------ GIVEN ENTRIES ------
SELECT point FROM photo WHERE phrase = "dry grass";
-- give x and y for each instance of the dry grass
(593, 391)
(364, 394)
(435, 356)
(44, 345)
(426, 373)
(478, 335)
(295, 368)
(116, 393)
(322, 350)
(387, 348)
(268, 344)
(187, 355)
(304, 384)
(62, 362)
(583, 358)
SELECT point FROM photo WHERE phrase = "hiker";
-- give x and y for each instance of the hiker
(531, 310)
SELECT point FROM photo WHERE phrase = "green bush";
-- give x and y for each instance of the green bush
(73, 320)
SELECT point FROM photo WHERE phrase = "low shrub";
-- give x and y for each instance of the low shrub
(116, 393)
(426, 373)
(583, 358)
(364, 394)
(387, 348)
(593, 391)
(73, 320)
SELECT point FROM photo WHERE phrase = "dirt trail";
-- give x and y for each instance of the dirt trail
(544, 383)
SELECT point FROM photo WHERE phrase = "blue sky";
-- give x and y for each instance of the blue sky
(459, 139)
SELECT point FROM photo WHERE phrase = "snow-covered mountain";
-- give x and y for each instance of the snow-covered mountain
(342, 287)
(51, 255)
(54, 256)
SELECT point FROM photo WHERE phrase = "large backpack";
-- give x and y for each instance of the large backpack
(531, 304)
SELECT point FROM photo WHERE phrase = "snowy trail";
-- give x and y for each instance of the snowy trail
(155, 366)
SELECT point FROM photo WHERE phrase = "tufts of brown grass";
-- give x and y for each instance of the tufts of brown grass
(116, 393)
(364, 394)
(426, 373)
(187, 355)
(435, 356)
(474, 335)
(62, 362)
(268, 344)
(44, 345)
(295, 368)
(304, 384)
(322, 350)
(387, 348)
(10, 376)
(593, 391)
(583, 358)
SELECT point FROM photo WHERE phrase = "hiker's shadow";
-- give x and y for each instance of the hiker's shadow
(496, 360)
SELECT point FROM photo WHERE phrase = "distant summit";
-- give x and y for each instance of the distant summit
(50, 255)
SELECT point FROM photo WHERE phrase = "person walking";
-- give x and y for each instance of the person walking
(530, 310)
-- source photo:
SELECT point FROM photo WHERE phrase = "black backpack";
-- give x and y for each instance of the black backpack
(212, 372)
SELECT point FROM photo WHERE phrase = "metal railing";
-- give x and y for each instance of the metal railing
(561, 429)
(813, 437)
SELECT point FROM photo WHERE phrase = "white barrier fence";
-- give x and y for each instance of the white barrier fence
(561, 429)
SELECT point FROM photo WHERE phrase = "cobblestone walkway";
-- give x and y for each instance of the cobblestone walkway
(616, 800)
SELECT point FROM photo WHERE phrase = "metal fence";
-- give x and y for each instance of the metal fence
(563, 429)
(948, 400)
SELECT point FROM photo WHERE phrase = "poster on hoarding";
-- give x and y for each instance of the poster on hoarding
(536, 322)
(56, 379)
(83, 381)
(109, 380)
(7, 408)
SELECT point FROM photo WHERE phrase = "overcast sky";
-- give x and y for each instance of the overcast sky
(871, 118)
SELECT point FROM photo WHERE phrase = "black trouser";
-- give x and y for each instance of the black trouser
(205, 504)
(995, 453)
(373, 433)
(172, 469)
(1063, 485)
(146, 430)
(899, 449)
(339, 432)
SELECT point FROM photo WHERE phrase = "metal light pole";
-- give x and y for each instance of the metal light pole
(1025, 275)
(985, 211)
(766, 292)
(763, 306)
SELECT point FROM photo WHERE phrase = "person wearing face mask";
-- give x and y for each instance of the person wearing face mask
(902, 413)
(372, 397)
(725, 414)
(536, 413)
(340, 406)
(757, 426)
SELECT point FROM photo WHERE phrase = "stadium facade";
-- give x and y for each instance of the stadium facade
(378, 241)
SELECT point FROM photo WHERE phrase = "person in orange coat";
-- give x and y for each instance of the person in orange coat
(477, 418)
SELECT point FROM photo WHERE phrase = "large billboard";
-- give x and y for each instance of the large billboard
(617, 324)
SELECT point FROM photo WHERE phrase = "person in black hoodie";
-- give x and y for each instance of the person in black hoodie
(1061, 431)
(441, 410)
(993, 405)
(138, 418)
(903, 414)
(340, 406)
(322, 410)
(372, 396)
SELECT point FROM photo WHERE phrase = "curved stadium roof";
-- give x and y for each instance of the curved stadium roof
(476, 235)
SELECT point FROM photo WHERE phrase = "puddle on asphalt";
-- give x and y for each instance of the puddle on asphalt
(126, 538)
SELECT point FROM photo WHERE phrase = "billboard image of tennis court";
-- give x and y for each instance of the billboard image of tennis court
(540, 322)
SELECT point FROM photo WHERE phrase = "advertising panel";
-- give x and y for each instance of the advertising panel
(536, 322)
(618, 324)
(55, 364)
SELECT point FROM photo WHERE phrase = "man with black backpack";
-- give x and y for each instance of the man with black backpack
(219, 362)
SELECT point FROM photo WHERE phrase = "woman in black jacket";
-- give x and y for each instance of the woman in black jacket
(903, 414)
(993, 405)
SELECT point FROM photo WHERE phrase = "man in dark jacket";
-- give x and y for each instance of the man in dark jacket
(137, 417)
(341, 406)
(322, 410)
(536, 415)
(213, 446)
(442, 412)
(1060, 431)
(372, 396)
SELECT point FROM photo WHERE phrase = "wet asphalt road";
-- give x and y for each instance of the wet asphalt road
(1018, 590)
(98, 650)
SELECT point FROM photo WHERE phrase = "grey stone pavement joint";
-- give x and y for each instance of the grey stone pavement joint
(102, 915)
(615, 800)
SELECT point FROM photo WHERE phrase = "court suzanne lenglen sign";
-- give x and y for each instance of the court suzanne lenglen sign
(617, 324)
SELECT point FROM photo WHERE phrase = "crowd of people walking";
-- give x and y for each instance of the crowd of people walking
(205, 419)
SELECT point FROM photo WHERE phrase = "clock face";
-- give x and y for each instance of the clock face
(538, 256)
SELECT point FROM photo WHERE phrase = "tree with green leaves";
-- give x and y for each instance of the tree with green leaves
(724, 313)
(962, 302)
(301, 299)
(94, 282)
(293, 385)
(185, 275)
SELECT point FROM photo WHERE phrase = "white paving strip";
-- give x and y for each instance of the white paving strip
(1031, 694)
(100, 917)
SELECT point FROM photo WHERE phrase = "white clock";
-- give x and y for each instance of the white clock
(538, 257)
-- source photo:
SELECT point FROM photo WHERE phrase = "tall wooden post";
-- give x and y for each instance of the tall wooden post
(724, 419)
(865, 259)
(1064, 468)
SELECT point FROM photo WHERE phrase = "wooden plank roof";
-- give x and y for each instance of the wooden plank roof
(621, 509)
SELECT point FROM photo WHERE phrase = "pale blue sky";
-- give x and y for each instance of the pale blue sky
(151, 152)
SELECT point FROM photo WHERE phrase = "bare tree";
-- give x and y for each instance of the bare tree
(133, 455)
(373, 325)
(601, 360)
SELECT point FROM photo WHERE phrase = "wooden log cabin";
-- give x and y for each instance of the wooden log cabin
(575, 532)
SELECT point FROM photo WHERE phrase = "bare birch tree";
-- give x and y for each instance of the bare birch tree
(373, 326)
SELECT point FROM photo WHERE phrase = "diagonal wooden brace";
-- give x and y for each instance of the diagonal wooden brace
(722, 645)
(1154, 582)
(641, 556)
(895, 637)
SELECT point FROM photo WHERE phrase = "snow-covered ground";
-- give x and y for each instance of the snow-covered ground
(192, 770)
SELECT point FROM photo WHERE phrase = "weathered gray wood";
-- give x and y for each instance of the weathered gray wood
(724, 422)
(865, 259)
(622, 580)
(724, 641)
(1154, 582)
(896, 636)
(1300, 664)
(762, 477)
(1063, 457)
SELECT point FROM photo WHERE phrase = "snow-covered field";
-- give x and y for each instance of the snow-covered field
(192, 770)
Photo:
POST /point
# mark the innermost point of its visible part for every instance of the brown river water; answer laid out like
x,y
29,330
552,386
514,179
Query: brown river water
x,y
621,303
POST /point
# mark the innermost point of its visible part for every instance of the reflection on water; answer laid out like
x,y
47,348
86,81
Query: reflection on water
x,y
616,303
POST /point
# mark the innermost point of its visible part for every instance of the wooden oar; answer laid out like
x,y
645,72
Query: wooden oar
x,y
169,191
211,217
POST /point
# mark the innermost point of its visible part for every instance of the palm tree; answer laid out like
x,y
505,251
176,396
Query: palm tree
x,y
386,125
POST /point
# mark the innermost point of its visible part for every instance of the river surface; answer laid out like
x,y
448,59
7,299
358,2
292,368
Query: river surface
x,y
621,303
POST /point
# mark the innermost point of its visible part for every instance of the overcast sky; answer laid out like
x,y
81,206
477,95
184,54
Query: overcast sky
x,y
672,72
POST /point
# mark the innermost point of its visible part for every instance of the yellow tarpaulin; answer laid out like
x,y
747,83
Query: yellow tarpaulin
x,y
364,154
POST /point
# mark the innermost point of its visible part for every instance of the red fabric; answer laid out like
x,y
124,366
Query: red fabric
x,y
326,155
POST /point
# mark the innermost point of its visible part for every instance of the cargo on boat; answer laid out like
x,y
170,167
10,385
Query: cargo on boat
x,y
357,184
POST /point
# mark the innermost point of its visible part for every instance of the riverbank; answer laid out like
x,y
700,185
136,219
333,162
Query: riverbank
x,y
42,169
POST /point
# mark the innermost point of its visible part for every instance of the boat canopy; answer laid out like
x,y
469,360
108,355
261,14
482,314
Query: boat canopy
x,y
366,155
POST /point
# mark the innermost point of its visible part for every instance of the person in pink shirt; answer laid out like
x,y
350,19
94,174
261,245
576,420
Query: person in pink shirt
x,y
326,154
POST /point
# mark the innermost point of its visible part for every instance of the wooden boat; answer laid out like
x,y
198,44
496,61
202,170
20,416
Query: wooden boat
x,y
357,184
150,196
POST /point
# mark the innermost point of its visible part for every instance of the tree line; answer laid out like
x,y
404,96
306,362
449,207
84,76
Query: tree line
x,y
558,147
------
Extract every line from the rows above that contains the string "covered".

**THE COMPLETED TASK**
SELECT point FROM photo WHERE phrase = "snow-covered mountain";
-- give x and y for each instance of the snow-covered mountain
SELECT point FROM photo WHERE phrase = "snow-covered ground";
-- give x and y for each instance of the snow-covered ground
SELECT point FROM photo WHERE phrase = "snow-covered field";
-- give x and y for each instance of the snow-covered field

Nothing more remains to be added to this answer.